▶ _Your task_
Reproduce the data from the beginning through the line that contains "negative clicks: (13, 121)", changing each "clicks" to "points" and keeping everything else the same. Leave the picture out.

▶ _Available data_
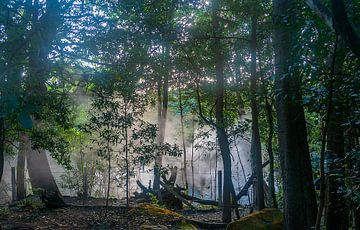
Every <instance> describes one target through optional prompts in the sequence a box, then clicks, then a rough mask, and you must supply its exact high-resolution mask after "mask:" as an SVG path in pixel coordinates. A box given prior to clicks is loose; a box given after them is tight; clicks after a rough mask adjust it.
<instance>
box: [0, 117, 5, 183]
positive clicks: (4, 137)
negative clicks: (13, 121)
mask: <svg viewBox="0 0 360 230" xmlns="http://www.w3.org/2000/svg"><path fill="white" fill-rule="evenodd" d="M4 133H5V127H4V119H3V118H0V183H1V180H2V175H3V172H4V161H5V156H4V149H5V135H4Z"/></svg>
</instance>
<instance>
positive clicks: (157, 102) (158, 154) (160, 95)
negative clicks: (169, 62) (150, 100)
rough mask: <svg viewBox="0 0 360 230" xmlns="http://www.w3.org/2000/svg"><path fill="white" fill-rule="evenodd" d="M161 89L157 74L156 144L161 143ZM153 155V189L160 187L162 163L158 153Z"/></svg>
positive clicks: (160, 83) (160, 156)
mask: <svg viewBox="0 0 360 230" xmlns="http://www.w3.org/2000/svg"><path fill="white" fill-rule="evenodd" d="M161 89H162V77H160V76H159V79H158V83H157V120H158V121H157V123H158V126H159V133H158V135H157V139H156V143H157V145H161V144H162V143H161V142H160V126H161V111H162V103H161V101H162V100H161ZM157 154H158V155H156V156H155V165H154V182H153V189H154V190H159V189H160V167H161V164H162V157H161V156H160V154H162V153H157Z"/></svg>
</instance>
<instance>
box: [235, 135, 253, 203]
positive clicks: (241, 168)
mask: <svg viewBox="0 0 360 230" xmlns="http://www.w3.org/2000/svg"><path fill="white" fill-rule="evenodd" d="M234 140H235V141H234V143H235V149H236V153H237V156H238V158H239V163H240V166H241V171H242V174H243V177H244V182H245V183H246V181H247V179H246V174H245V169H244V165H243V163H242V160H241V157H240V151H239V148H238V146H237V144H236V139H235V135H234ZM247 197H248V199H249V205H250V204H251V200H250V195H249V193H247Z"/></svg>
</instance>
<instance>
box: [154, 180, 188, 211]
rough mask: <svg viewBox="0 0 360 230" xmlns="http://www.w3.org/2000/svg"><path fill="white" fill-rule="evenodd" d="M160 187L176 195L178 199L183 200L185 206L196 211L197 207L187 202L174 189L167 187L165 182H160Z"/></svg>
mask: <svg viewBox="0 0 360 230" xmlns="http://www.w3.org/2000/svg"><path fill="white" fill-rule="evenodd" d="M160 185H161V186H163V188H164V189H165V190H166V191H168V192H170V193H171V194H172V195H174V196H175V197H176V198H178V199H179V200H181V201H182V202H183V203H184V204H186V205H187V206H188V207H189V208H191V209H195V207H194V206H193V205H192V204H190V202H189V201H187V200H185V199H184V198H183V197H182V196H181V195H180V194H178V193H177V192H176V191H175V190H174V189H173V188H172V187H170V186H168V185H166V184H165V183H164V182H162V181H160Z"/></svg>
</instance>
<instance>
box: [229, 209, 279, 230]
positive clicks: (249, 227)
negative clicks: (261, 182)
mask: <svg viewBox="0 0 360 230" xmlns="http://www.w3.org/2000/svg"><path fill="white" fill-rule="evenodd" d="M283 219H284V217H283V214H282V212H280V210H278V209H273V208H265V209H263V210H261V211H257V212H254V213H251V214H250V215H247V216H245V217H242V218H241V219H239V220H236V221H234V222H232V223H230V224H228V226H227V228H226V229H227V230H281V229H282V223H283Z"/></svg>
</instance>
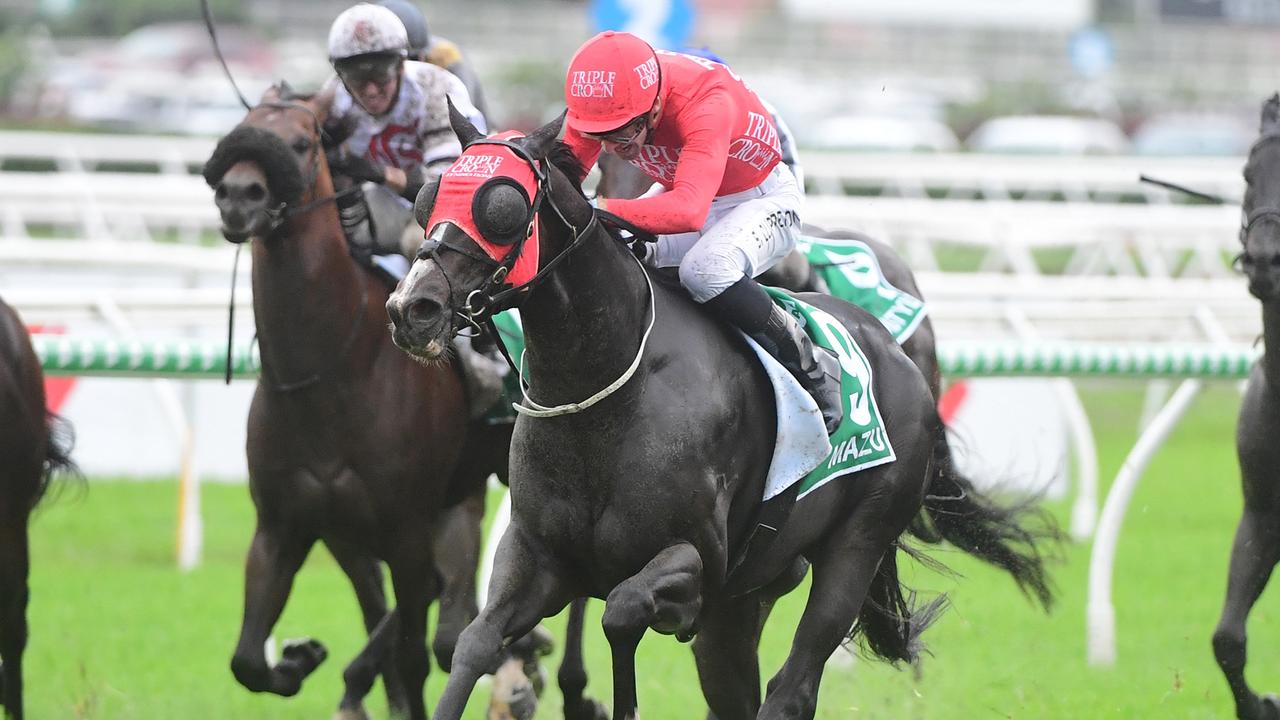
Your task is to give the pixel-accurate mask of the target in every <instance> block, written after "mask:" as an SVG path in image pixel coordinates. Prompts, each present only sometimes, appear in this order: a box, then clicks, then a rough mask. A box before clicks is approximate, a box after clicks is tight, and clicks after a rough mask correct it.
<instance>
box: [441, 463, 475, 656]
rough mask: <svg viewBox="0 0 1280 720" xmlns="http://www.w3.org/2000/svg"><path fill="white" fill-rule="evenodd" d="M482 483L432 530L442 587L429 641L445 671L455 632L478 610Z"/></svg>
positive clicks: (464, 625) (465, 624) (452, 649)
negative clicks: (478, 585) (478, 582)
mask: <svg viewBox="0 0 1280 720" xmlns="http://www.w3.org/2000/svg"><path fill="white" fill-rule="evenodd" d="M484 496H485V487H484V483H481V484H480V491H479V492H477V493H475V495H472V496H471V497H468V498H466V500H465V501H462V502H461V503H458V505H456V506H454V507H451V509H449V510H448V511H445V512H444V515H443V516H442V518H440V523H439V525H438V527H436V529H435V539H434V541H433V543H434V547H435V566H436V569H438V570H439V571H440V579H442V580H443V583H444V587H443V588H442V591H440V611H439V619H438V620H436V626H435V638H433V641H431V652H433V653H434V655H435V661H436V662H438V664H439V665H440V669H442V670H444V671H445V673H448V671H449V667H451V666H452V665H453V648H454V647H457V644H458V634H460V633H462V629H463V628H466V626H467V625H468V624H470V623H471V621H472V620H475V618H476V615H477V614H479V612H480V609H479V606H477V605H476V566H477V565H479V564H480V525H481V523H483V521H484Z"/></svg>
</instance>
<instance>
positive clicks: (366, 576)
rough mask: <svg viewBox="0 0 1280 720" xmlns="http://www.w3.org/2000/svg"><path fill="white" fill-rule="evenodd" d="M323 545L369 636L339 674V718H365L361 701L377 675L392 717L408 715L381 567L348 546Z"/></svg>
mask: <svg viewBox="0 0 1280 720" xmlns="http://www.w3.org/2000/svg"><path fill="white" fill-rule="evenodd" d="M325 544H326V546H328V547H329V552H332V553H333V556H334V560H337V561H338V565H339V566H340V568H342V570H343V571H344V573H346V574H347V578H348V579H349V580H351V587H352V588H353V589H355V591H356V601H357V602H358V603H360V614H361V616H362V618H364V621H365V630H366V632H367V633H369V642H367V643H365V647H364V648H362V650H361V651H360V653H358V655H357V656H356V657H355V659H353V660H352V661H351V664H349V665H347V667H346V669H344V670H343V671H342V679H343V694H342V701H340V702H339V703H338V716H339V717H364V716H365V712H364V701H365V697H366V696H367V694H369V691H370V689H371V688H372V687H374V680H375V679H376V678H378V674H379V673H381V675H383V688H384V689H385V691H387V705H388V706H389V707H390V711H392V715H403V714H404V712H406V711H407V710H406V707H407V706H406V698H404V685H403V683H401V679H399V673H398V671H397V670H396V662H394V660H396V659H394V656H393V653H392V647H393V644H394V641H396V634H397V632H398V623H399V620H398V618H397V616H396V614H394V611H392V612H388V611H387V592H385V591H384V589H383V569H381V565H380V564H379V562H378V560H376V559H375V557H372V556H371V555H369V553H366V552H362V551H360V550H357V548H356V547H355V546H352V544H351V543H347V542H340V541H333V539H329V541H325Z"/></svg>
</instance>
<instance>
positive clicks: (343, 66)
mask: <svg viewBox="0 0 1280 720" xmlns="http://www.w3.org/2000/svg"><path fill="white" fill-rule="evenodd" d="M399 64H401V56H399V55H357V56H355V58H343V59H342V60H338V61H335V63H334V64H333V69H334V70H335V72H337V73H338V77H339V78H342V82H343V83H344V85H346V86H347V87H351V88H357V90H358V88H361V87H364V86H366V85H369V83H371V82H372V83H376V85H387V83H388V82H390V81H393V79H396V74H397V73H398V72H399Z"/></svg>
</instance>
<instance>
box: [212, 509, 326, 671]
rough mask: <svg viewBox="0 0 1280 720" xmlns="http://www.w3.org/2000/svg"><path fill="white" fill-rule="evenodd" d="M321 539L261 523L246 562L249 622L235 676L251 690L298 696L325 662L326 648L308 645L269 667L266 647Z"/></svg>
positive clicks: (287, 647)
mask: <svg viewBox="0 0 1280 720" xmlns="http://www.w3.org/2000/svg"><path fill="white" fill-rule="evenodd" d="M314 543H315V539H314V538H311V537H301V536H300V534H298V533H296V532H289V529H287V528H282V527H269V525H264V524H262V523H261V521H259V525H257V529H256V530H255V532H253V541H252V542H251V543H250V548H248V557H247V560H246V564H244V619H243V620H242V623H241V635H239V642H237V643H236V655H233V656H232V673H234V674H236V679H237V680H238V682H239V684H242V685H244V687H246V688H248V689H251V691H253V692H256V693H261V692H269V693H275V694H280V696H293V694H297V692H298V689H301V688H302V680H303V679H305V678H306V676H307V675H308V674H311V671H312V670H315V669H316V666H317V665H320V662H323V661H324V659H325V655H326V652H325V650H324V646H321V644H320V643H317V642H315V641H303V642H301V643H296V644H291V646H288V647H285V650H284V653H283V655H284V657H283V659H282V660H280V662H278V664H276V665H275V667H269V666H268V664H266V653H265V647H264V643H265V642H266V638H268V635H269V634H270V633H271V628H273V626H275V621H276V620H279V619H280V612H282V611H283V610H284V602H285V601H287V600H288V598H289V591H291V589H292V588H293V577H294V575H296V574H297V571H298V568H301V566H302V561H303V560H306V557H307V552H310V551H311V546H312V544H314Z"/></svg>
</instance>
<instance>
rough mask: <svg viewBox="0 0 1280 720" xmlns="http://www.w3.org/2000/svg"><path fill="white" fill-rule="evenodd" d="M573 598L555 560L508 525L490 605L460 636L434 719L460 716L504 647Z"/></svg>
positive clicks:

▶ _Completed exercise_
Every <instance> describes one target through optional prompts in the sequence a box, then points, then a rough mask, and you must supply its exact high-resolution mask after "mask:" as an SVG path in pixel coordinates. A box given prior to points is loose; a box given after them is tight; points after a rough mask adjust it.
<instance>
box: [0, 117, 5, 183]
positive points: (4, 137)
negative points: (13, 121)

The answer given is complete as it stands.